* **Written request**: Transcribe only the part of the listing below that begins at the line containing "Tag the rocky slope" and runs to its final line, keeping both ends.

* **Items listed in a dataset**:
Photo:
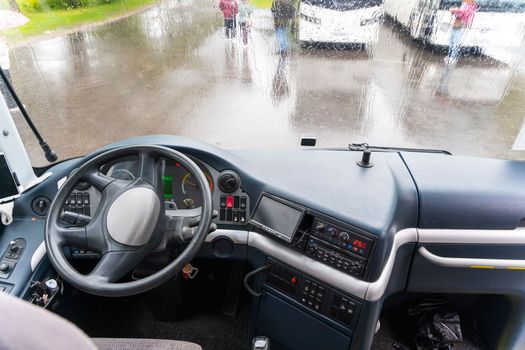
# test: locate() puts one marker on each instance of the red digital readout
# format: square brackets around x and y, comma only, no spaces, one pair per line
[359,244]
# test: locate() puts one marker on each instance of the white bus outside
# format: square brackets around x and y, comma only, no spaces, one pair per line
[339,21]
[497,23]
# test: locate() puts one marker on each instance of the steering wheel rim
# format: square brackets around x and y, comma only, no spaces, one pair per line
[129,248]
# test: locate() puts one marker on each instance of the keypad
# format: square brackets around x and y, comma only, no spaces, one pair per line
[312,295]
[78,202]
[233,209]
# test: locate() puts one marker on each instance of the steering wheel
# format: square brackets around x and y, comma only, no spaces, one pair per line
[129,223]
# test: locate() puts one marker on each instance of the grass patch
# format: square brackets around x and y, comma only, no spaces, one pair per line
[47,21]
[262,4]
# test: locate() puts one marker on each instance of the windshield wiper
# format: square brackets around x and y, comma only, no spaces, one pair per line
[51,156]
[366,146]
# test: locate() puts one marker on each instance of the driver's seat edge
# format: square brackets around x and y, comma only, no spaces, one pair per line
[27,326]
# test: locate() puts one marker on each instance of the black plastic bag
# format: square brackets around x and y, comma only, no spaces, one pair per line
[437,326]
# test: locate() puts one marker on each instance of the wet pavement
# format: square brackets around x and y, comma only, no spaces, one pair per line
[169,70]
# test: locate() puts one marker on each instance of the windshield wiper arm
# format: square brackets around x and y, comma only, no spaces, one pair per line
[366,146]
[51,156]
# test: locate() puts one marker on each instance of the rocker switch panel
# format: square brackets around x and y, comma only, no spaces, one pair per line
[11,256]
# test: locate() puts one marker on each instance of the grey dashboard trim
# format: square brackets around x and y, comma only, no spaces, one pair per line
[370,291]
[237,236]
[449,236]
[473,263]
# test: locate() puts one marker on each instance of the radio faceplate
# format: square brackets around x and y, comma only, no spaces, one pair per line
[341,238]
[313,294]
[337,246]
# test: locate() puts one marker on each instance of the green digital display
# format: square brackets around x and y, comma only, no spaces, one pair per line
[167,181]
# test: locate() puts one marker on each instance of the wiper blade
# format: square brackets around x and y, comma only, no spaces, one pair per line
[51,156]
[366,146]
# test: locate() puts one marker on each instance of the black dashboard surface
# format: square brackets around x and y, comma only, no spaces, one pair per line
[468,193]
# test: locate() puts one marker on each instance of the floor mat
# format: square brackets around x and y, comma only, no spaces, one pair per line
[393,334]
[132,318]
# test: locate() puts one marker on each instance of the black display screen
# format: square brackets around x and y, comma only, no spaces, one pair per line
[8,186]
[277,218]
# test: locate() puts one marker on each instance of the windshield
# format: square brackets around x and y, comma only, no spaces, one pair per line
[261,74]
[490,5]
[344,5]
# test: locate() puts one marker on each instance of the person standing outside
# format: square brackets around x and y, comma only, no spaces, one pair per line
[229,10]
[283,13]
[5,64]
[245,11]
[463,17]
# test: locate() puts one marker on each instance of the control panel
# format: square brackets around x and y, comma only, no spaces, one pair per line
[332,244]
[316,296]
[11,256]
[341,238]
[233,209]
[78,202]
[322,251]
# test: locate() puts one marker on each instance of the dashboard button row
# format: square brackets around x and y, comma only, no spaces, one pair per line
[312,295]
[78,202]
[233,209]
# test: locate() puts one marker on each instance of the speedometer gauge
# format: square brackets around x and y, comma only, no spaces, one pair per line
[188,183]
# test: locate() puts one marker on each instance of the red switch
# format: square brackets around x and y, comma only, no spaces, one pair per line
[229,202]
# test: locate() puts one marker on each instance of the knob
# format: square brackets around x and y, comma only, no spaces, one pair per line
[13,246]
[365,159]
[40,205]
[229,181]
[4,267]
[343,236]
[52,285]
[331,232]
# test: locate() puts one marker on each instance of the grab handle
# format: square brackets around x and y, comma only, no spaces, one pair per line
[472,263]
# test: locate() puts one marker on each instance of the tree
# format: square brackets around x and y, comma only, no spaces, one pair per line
[13,6]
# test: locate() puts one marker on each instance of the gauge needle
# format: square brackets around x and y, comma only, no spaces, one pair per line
[190,183]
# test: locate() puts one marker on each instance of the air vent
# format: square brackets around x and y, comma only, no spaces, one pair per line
[229,181]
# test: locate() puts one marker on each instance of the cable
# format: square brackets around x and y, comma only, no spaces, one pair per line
[249,276]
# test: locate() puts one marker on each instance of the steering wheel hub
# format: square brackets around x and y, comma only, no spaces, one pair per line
[132,216]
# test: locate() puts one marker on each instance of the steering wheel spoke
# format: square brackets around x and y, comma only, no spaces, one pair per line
[71,236]
[183,224]
[115,265]
[149,168]
[128,224]
[98,180]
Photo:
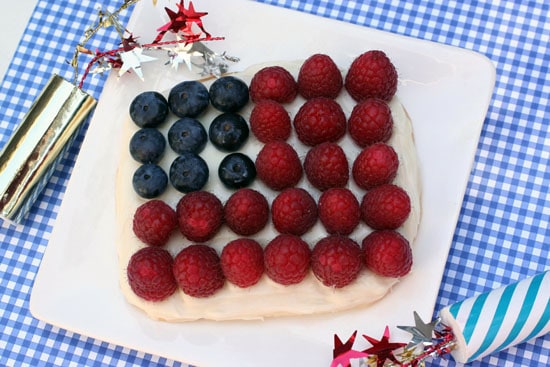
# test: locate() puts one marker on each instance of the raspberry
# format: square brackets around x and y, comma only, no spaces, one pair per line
[375,165]
[318,120]
[319,77]
[198,271]
[287,259]
[293,211]
[326,166]
[200,215]
[269,121]
[246,212]
[242,262]
[339,211]
[371,75]
[387,253]
[336,261]
[278,165]
[370,122]
[385,207]
[150,275]
[275,83]
[154,222]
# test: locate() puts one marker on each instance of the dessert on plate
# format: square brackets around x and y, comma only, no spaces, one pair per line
[290,188]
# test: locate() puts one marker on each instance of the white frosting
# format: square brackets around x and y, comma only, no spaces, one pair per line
[266,298]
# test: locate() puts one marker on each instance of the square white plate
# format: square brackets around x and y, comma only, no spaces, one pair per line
[446,91]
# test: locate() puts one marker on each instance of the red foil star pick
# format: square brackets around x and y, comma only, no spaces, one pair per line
[382,348]
[182,21]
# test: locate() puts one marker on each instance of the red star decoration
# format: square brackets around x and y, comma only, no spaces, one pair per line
[182,21]
[382,348]
[129,43]
[341,348]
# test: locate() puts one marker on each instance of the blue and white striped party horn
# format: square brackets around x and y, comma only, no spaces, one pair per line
[499,319]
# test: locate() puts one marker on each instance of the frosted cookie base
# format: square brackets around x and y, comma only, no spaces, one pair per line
[266,298]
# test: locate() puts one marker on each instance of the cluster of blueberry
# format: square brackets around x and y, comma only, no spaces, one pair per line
[188,137]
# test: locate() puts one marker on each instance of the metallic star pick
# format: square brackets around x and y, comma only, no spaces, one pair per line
[132,59]
[421,332]
[181,53]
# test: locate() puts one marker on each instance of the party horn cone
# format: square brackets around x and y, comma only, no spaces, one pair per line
[29,158]
[499,319]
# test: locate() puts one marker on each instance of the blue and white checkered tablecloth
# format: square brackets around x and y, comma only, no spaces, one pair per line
[503,232]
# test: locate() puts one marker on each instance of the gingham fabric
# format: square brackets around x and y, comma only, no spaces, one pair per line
[502,233]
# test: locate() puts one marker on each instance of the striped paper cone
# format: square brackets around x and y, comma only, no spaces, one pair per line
[499,319]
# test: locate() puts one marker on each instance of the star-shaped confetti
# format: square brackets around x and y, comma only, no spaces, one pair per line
[182,21]
[132,60]
[182,53]
[422,332]
[382,348]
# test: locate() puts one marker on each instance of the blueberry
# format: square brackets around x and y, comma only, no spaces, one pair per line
[147,145]
[188,99]
[188,172]
[228,131]
[228,94]
[149,109]
[237,170]
[187,135]
[149,181]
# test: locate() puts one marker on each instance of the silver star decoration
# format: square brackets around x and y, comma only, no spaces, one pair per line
[132,60]
[181,53]
[212,63]
[421,332]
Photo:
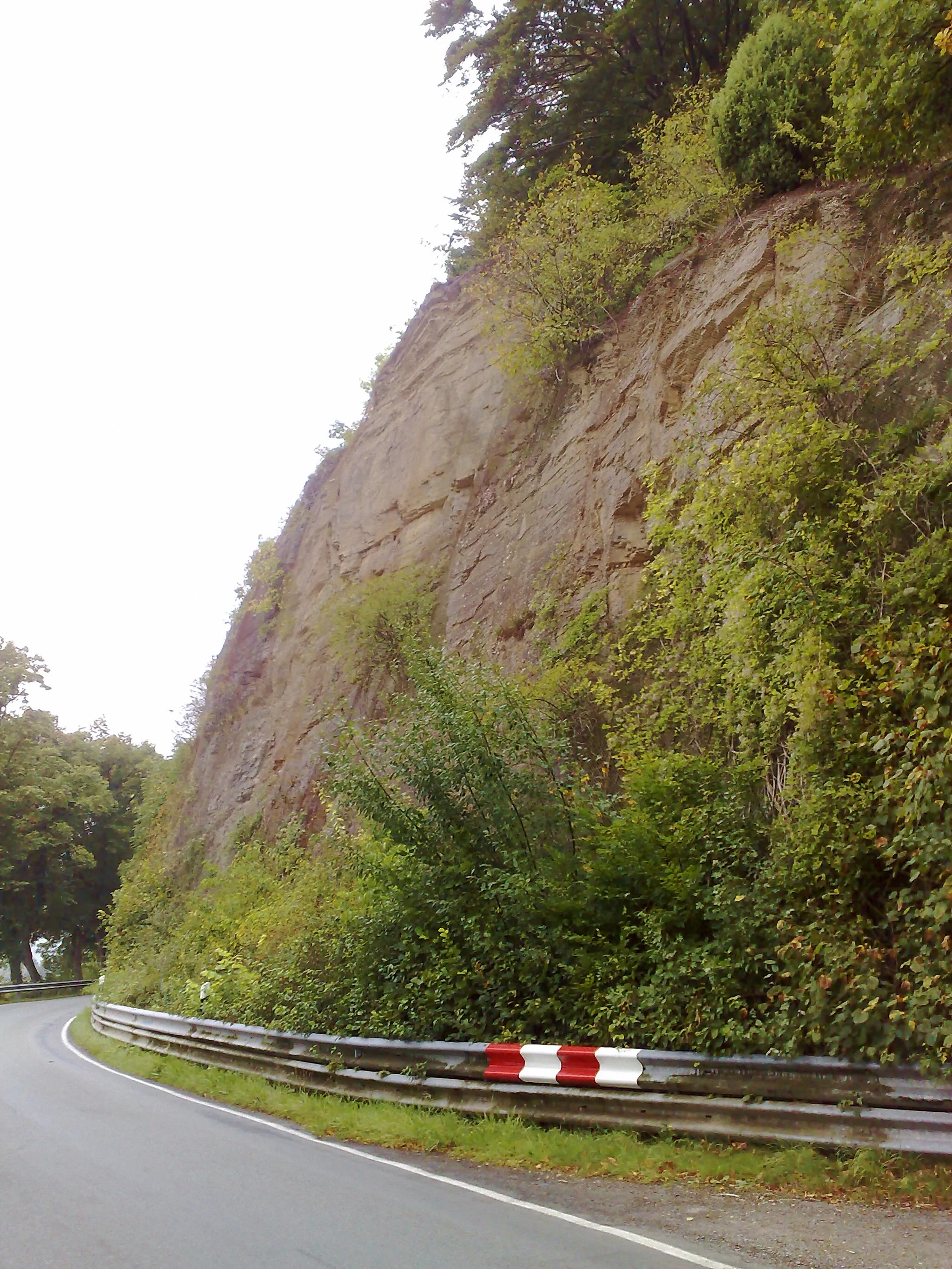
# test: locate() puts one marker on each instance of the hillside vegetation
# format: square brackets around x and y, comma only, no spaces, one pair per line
[723,821]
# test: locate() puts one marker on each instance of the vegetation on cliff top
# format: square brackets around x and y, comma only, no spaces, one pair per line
[724,826]
[837,88]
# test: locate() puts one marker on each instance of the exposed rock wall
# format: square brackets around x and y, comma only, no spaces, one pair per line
[452,469]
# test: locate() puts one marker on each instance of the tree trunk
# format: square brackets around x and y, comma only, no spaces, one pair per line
[30,964]
[77,948]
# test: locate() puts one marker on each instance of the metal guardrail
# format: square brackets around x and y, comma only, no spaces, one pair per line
[22,989]
[680,1094]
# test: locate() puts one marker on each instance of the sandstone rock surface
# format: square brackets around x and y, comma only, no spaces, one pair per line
[455,469]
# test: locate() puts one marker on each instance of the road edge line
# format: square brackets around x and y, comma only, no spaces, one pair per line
[615,1231]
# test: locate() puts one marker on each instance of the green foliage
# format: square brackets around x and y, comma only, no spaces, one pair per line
[583,248]
[746,846]
[263,587]
[551,78]
[372,622]
[66,805]
[568,264]
[892,87]
[768,119]
[790,620]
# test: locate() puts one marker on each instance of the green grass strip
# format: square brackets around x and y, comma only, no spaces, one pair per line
[865,1176]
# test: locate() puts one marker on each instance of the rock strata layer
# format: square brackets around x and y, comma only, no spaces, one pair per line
[457,470]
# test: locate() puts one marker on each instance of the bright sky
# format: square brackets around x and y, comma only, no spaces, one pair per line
[215,215]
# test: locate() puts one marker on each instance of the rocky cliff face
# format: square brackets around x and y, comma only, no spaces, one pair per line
[457,470]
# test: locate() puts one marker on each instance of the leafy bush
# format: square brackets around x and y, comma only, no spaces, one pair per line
[768,119]
[892,86]
[583,248]
[796,617]
[374,621]
[760,858]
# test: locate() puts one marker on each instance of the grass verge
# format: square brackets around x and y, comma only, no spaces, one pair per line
[865,1176]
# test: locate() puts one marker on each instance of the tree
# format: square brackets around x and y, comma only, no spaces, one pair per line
[47,793]
[91,876]
[768,119]
[66,818]
[555,78]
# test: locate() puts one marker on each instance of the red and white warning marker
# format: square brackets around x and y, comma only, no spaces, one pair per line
[564,1064]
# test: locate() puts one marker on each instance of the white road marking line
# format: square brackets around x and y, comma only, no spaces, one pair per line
[640,1239]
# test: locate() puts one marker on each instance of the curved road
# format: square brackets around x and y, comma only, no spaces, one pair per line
[98,1172]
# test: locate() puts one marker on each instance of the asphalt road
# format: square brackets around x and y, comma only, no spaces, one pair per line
[101,1172]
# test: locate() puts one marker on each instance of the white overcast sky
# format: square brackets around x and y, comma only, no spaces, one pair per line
[214,215]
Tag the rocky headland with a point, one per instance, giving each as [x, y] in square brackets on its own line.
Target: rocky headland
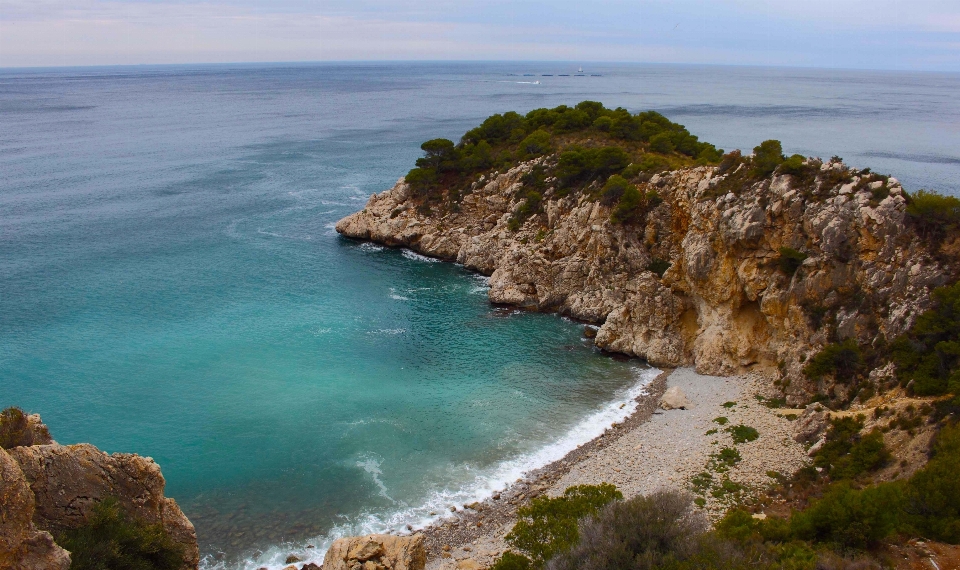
[793, 287]
[724, 303]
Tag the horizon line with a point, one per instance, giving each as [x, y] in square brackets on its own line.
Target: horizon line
[469, 61]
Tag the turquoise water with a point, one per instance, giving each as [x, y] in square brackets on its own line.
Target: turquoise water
[171, 284]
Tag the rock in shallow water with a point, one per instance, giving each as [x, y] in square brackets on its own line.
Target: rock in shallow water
[377, 552]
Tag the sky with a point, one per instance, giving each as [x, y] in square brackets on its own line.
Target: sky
[861, 34]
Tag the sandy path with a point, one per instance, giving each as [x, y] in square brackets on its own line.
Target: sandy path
[653, 449]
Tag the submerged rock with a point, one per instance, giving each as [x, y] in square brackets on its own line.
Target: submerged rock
[377, 552]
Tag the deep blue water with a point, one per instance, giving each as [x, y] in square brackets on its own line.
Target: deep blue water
[171, 285]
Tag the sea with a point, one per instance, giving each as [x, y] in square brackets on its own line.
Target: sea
[171, 283]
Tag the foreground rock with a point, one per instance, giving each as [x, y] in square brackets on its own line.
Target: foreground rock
[377, 552]
[725, 303]
[52, 488]
[22, 545]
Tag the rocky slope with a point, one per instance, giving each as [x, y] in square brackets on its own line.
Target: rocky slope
[725, 304]
[47, 488]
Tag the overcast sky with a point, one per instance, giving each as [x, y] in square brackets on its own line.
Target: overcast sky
[874, 34]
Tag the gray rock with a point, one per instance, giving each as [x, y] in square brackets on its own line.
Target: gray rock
[377, 551]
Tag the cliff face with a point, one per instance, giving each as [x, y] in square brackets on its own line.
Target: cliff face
[51, 488]
[22, 545]
[728, 302]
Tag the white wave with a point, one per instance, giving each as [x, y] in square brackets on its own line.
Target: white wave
[484, 483]
[371, 465]
[410, 254]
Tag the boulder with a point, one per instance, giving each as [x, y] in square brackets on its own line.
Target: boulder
[68, 480]
[22, 545]
[674, 399]
[377, 552]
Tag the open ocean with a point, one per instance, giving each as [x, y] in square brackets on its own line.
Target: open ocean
[171, 284]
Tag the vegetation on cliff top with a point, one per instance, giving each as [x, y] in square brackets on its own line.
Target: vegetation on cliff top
[590, 142]
[15, 430]
[111, 540]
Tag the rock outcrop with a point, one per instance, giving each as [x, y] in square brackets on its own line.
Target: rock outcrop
[725, 304]
[22, 545]
[377, 552]
[51, 488]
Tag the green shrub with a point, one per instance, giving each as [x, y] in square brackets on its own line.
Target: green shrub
[933, 496]
[421, 179]
[742, 433]
[790, 260]
[662, 143]
[767, 157]
[934, 215]
[848, 455]
[842, 359]
[579, 166]
[548, 526]
[928, 355]
[793, 165]
[614, 189]
[537, 144]
[725, 459]
[851, 518]
[641, 533]
[15, 429]
[866, 455]
[110, 540]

* **Answer to this task**:
Tag the rocky slope with a point, one per instance, giving each as [x, y] in square brackets on its own line.
Target: rocky slope
[725, 304]
[47, 488]
Tag the overcast sky with a point, one per instance, giving each as [x, y] in square brackets on its own line.
Target: overcast sky
[874, 34]
Tag the gray rock with a point, one per instance, giving each as [x, y] in square brackets on its own line.
Target: gray rock
[377, 551]
Tag the cliff face with a point, one per instance, giving each as [x, y] in square brackets on its own line.
Target: cliff face
[51, 488]
[22, 545]
[728, 302]
Tag the white wave with a point, one per instance, giving each as [x, y] in square brackets on its own line.
Target: white wave
[484, 483]
[371, 465]
[410, 254]
Tag the boulder with a point, one per instance, giving each as [x, y] in square brackets on its own line.
Target: boulder
[68, 480]
[22, 545]
[674, 399]
[377, 552]
Tag the open ocean with a point, one per instance, giving each as [x, y] in square brackets on its own line.
Target: open ocean
[171, 284]
Tag the vegetation on cliff top with a point, one per instance, giving each as [x, y] in square brackets on its own line.
Target: vegetation on cliff top
[590, 142]
[15, 430]
[111, 540]
Tag the rock outcrop with a point, one per instance, giving each as [x, y] in square brackets on its own line.
Target: rock outcrop
[725, 304]
[22, 545]
[377, 552]
[51, 488]
Tag the green shrub with a point, one per instance, giving each as [x, y] in square brackets on its own line.
Target: green shrub
[933, 496]
[421, 179]
[742, 433]
[790, 260]
[662, 143]
[767, 157]
[934, 215]
[848, 455]
[842, 359]
[579, 166]
[548, 526]
[928, 355]
[793, 165]
[614, 189]
[537, 144]
[725, 459]
[851, 518]
[641, 533]
[15, 429]
[866, 455]
[110, 540]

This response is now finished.